- _Brief_: What lines of the data include the string "below"? Copy them all.
******************************
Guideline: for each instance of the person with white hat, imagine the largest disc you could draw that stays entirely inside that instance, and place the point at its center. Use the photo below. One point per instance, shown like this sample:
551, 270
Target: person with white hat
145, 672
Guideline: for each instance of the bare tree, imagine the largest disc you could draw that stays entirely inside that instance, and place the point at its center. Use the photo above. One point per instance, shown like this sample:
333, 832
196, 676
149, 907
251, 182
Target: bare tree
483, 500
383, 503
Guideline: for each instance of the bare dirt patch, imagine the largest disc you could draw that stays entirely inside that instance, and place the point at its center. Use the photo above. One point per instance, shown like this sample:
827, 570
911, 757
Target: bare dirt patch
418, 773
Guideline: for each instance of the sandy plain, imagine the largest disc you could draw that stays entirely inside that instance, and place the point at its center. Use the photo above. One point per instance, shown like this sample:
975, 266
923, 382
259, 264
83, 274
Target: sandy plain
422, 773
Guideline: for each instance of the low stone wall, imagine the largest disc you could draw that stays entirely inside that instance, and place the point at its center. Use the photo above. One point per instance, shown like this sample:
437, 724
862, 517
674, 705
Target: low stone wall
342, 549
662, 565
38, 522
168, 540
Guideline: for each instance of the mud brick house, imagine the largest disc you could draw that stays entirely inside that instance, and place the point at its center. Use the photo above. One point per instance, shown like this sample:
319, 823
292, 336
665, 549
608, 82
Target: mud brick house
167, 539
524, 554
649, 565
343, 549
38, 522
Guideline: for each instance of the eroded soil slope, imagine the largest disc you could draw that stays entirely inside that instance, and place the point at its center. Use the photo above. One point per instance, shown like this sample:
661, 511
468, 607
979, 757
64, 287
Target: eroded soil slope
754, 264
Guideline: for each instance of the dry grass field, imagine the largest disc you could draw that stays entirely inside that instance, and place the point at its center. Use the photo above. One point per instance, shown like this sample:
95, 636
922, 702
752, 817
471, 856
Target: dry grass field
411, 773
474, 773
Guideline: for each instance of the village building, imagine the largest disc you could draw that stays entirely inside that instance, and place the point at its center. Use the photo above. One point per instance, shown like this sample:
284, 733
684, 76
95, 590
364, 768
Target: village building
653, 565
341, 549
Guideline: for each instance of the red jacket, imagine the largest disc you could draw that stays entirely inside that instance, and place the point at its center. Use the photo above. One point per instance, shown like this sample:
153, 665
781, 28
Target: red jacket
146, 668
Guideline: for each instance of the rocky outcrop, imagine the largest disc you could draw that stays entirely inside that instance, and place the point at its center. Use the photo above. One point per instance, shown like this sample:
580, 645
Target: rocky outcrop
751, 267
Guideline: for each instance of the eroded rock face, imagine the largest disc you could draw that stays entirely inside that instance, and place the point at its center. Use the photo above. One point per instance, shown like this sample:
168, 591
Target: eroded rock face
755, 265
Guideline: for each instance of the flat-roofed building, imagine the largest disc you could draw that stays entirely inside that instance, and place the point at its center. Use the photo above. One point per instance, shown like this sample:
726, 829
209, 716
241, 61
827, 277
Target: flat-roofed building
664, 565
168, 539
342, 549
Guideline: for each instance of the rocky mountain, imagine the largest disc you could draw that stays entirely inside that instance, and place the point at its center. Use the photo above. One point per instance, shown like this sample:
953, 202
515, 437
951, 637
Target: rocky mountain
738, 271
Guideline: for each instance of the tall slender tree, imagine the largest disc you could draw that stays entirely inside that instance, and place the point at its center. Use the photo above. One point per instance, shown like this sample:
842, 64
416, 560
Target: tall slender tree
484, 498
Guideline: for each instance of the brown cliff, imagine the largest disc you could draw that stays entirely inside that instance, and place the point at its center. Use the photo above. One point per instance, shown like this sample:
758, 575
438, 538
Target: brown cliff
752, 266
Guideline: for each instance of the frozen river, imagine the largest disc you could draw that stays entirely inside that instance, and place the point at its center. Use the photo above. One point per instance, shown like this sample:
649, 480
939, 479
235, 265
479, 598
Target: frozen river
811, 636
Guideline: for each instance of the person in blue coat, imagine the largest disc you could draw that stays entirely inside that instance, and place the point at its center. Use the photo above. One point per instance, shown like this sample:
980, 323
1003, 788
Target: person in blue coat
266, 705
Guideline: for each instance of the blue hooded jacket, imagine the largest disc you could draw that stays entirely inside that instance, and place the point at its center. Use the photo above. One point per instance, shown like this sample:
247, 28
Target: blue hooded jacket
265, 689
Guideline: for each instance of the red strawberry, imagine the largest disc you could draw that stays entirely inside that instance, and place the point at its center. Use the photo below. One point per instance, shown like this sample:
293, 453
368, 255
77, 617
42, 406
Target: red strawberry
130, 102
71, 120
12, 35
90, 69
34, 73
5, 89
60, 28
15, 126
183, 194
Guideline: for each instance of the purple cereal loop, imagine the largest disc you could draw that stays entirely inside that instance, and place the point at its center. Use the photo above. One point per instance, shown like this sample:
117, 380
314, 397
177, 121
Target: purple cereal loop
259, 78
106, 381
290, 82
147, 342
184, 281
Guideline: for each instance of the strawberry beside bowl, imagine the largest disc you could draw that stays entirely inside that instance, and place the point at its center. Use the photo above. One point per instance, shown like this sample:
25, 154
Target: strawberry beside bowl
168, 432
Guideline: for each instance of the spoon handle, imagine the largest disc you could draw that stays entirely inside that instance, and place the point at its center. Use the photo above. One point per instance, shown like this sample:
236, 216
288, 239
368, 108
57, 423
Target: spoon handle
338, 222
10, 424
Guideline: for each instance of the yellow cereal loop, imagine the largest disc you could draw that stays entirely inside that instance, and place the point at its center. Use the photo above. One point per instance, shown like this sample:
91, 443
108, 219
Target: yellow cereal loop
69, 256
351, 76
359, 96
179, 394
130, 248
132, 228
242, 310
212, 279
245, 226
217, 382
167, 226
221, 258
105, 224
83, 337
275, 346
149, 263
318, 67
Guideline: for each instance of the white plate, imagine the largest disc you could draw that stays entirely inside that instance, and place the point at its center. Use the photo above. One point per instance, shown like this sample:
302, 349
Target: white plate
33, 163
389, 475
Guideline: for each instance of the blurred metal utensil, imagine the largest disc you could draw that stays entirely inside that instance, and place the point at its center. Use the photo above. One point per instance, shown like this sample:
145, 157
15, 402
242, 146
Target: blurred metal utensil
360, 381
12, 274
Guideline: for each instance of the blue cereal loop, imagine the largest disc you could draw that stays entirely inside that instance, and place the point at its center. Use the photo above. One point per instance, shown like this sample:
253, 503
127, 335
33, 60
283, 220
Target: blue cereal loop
******************************
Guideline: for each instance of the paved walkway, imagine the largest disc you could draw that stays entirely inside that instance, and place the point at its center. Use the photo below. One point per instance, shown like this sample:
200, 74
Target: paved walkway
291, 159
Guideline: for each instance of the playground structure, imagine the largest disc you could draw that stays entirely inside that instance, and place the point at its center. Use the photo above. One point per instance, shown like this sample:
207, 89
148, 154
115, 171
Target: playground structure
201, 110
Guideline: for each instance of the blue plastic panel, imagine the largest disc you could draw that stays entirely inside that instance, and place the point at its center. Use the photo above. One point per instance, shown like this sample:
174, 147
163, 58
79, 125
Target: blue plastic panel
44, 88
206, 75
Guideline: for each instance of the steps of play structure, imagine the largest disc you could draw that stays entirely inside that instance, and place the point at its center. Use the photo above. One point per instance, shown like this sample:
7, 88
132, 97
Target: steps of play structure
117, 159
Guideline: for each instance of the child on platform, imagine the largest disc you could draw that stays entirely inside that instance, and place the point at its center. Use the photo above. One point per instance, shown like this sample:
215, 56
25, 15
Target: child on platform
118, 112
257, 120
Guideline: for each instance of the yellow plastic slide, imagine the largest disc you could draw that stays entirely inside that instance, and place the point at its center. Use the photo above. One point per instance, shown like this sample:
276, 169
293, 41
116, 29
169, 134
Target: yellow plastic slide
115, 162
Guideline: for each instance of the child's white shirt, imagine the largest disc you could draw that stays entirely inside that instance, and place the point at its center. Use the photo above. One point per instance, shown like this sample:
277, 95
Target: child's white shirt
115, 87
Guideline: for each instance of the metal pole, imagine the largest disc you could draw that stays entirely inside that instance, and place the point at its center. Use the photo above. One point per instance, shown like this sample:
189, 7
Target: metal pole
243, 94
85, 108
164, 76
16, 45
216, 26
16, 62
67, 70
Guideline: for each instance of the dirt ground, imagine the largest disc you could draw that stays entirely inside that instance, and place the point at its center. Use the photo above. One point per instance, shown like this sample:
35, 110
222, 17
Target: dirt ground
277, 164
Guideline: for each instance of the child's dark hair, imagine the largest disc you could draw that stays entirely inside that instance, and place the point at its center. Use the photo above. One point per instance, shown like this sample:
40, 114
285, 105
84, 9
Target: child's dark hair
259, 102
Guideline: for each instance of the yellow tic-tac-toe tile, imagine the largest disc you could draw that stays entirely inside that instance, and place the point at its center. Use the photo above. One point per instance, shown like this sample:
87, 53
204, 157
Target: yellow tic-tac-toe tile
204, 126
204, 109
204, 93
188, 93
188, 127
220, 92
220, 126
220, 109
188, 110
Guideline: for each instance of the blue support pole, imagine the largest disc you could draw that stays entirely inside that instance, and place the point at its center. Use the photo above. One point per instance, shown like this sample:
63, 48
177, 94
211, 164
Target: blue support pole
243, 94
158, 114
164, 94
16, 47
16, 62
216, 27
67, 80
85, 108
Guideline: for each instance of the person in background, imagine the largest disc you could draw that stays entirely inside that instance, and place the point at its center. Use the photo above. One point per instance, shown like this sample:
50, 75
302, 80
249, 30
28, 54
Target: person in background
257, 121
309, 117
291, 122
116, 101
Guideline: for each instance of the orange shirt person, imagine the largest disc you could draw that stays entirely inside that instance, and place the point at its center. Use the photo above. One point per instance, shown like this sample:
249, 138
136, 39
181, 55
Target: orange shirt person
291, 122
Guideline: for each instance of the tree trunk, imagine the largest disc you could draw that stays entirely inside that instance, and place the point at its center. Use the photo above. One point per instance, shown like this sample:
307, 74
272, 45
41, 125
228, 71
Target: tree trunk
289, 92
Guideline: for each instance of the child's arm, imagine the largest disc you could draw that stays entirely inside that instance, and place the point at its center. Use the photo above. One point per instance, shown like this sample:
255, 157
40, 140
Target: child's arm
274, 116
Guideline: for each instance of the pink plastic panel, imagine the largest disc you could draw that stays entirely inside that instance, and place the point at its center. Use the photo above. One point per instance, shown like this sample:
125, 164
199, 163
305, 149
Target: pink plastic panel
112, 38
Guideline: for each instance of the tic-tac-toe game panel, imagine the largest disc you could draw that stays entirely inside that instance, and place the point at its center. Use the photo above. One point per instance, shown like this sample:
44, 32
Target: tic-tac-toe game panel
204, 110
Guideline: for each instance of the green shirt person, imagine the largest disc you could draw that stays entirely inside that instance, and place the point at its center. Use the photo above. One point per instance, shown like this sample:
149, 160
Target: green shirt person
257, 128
******************************
- _Solution for this task_:
Guideline: for each instance of the person with white hat, imagine the largest disc you could draw that stays entirely inside that instance, and place the point at its center. Use the photo below. One point per instance, shown like this sample:
Guideline: for each instance of the red strawberry, imagine the largest disc you could draw that stays entirely inside that instance, and place the point at its center. Use the photo below. One point per instance, shown like this sample:
Guideline: for each instance of the paved walkway, imagine the largest disc you could draw that stays entirely inside that instance, and place the point at its center. Use the photo below. One point per instance, shown like this sample:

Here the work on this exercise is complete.